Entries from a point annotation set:
----------------

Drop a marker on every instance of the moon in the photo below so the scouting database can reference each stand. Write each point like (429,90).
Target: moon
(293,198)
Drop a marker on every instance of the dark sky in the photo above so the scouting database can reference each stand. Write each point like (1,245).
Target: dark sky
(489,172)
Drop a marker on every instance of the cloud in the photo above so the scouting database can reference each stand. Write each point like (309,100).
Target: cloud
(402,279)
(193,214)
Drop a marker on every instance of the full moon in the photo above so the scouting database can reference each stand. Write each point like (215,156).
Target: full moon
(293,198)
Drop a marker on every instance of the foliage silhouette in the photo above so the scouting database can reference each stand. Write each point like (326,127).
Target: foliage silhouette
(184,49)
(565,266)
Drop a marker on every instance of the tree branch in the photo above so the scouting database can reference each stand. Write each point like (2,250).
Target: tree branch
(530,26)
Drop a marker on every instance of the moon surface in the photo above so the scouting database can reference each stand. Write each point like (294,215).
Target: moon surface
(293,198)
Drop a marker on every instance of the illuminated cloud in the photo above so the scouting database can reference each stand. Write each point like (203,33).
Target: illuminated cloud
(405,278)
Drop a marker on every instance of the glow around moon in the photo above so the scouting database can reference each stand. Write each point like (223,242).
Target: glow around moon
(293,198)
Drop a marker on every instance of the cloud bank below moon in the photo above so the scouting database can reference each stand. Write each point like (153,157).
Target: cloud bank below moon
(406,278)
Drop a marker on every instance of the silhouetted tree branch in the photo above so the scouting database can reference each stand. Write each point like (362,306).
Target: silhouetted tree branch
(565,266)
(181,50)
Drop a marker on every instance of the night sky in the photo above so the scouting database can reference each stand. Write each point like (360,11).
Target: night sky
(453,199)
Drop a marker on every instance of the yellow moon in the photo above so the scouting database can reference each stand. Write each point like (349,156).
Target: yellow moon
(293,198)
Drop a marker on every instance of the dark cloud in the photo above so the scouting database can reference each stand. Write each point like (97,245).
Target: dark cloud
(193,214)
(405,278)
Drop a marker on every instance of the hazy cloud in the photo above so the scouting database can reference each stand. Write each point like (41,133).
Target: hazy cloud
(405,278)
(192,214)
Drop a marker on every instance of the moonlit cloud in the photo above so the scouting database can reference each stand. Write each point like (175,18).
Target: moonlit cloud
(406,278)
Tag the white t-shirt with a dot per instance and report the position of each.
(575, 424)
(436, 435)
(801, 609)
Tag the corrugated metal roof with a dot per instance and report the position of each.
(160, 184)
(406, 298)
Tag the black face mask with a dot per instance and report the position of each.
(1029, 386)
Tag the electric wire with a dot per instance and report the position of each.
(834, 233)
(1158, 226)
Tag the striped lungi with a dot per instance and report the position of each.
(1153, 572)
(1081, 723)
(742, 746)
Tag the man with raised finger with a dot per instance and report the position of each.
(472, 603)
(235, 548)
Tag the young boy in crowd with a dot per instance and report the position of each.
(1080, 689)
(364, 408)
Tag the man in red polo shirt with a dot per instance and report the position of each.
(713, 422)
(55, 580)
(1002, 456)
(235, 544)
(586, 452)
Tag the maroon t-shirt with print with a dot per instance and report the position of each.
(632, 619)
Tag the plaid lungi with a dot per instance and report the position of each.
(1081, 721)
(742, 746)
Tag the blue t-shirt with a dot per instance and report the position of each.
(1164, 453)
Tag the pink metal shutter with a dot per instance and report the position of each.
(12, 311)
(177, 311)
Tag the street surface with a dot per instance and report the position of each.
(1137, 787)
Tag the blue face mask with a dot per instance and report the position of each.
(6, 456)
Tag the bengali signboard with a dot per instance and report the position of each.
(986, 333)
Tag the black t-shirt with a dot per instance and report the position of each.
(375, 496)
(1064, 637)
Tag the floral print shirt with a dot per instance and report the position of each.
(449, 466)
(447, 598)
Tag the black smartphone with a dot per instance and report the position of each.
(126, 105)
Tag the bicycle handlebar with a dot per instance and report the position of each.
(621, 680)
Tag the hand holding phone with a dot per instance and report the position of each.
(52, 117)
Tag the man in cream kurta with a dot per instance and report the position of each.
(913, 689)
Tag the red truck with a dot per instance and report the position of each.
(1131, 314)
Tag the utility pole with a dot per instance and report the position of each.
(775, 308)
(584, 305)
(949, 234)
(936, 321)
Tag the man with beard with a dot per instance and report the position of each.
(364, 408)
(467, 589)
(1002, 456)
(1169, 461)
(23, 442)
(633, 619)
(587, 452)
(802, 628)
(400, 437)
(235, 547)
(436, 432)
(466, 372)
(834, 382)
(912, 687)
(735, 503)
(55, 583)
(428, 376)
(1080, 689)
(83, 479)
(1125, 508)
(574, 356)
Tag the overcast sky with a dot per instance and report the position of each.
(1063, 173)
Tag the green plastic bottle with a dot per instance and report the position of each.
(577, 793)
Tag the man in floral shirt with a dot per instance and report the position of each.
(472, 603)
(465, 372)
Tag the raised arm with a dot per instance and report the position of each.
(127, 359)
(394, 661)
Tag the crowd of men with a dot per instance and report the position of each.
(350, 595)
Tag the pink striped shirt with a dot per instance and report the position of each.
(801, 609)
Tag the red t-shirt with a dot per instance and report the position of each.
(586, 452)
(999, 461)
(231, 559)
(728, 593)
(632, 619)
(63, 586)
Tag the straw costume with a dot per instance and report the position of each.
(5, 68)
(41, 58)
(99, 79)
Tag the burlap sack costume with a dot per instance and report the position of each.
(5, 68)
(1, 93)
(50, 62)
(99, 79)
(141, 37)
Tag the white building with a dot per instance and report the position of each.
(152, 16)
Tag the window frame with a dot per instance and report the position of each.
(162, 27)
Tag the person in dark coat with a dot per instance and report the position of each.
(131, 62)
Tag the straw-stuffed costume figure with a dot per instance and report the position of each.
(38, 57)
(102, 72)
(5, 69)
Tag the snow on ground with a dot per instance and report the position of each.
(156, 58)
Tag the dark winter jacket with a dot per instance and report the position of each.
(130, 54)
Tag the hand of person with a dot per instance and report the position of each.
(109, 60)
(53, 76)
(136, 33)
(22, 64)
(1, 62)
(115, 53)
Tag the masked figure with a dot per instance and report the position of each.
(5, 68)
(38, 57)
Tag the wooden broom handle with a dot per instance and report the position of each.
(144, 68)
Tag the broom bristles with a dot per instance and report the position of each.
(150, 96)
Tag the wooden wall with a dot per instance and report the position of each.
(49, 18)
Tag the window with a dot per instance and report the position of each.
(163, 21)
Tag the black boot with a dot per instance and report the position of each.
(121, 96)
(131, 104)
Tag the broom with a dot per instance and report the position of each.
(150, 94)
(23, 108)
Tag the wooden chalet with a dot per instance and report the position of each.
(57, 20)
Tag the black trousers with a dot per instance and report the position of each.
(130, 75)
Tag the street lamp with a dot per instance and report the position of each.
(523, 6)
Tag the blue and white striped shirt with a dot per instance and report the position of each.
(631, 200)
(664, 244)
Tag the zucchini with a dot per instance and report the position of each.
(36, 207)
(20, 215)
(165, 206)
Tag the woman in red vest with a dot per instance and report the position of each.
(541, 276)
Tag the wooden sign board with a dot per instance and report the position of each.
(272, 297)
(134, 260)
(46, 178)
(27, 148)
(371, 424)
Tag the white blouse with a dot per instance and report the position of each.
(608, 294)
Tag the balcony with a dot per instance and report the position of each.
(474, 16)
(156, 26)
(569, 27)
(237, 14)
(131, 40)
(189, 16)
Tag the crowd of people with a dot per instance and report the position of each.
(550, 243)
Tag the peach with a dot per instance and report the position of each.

----------------

- _TASK DIRECTIONS_:
Quote the line that contains "Tag the dark" and each line after it through the end of the data, exactly, leaving out everything else.

- _SOLUTION_:
Tag the dark winter jacket with a dot per instance and report the position of each.
(130, 54)
Tag the hand of person with a dot per instance and report the position of each.
(109, 60)
(53, 76)
(136, 33)
(22, 64)
(1, 62)
(115, 53)
Tag the masked figure with a dot per instance and report the position of each.
(5, 68)
(38, 57)
Tag the wooden broom handle with a dot per instance and report the position of each.
(144, 68)
Tag the broom bristles with a dot per instance and report the position of each.
(150, 96)
Tag the wooden wall with a dot per instance and report the position of each.
(49, 18)
Tag the window with a dot per instance and report the position of each.
(163, 21)
Tag the black boot with a dot per instance and report the position of each.
(121, 96)
(131, 104)
Tag the broom with a dot per instance and report the position of each.
(150, 94)
(23, 108)
Tag the wooden chalet with a dot per instance and report the position of each.
(57, 20)
Tag the black trousers with a dot per instance and report the position of each.
(130, 75)
Tag the street lamp with a dot per instance and report the position of each.
(523, 6)
Tag the blue and white striped shirt with a dot per instance and report the position of each.
(631, 200)
(664, 244)
Tag the zucchini with a dot per instance and report the position of each.
(36, 207)
(20, 215)
(165, 206)
Tag the woman in red vest with a dot per instance and report the position of each.
(541, 276)
Tag the wooden sign board with a dot per instance and report the position of each.
(272, 297)
(134, 260)
(46, 178)
(27, 148)
(371, 424)
Tag the white blouse with a dot per instance and report the position of each.
(608, 294)
Tag the balcony with a dot per instance and report the position of each.
(474, 16)
(156, 26)
(569, 27)
(237, 14)
(131, 40)
(189, 16)
Tag the crowd of people with a dot per instance and report the position of each.
(550, 243)
Tag the peach with a dot per instance and report the position of each.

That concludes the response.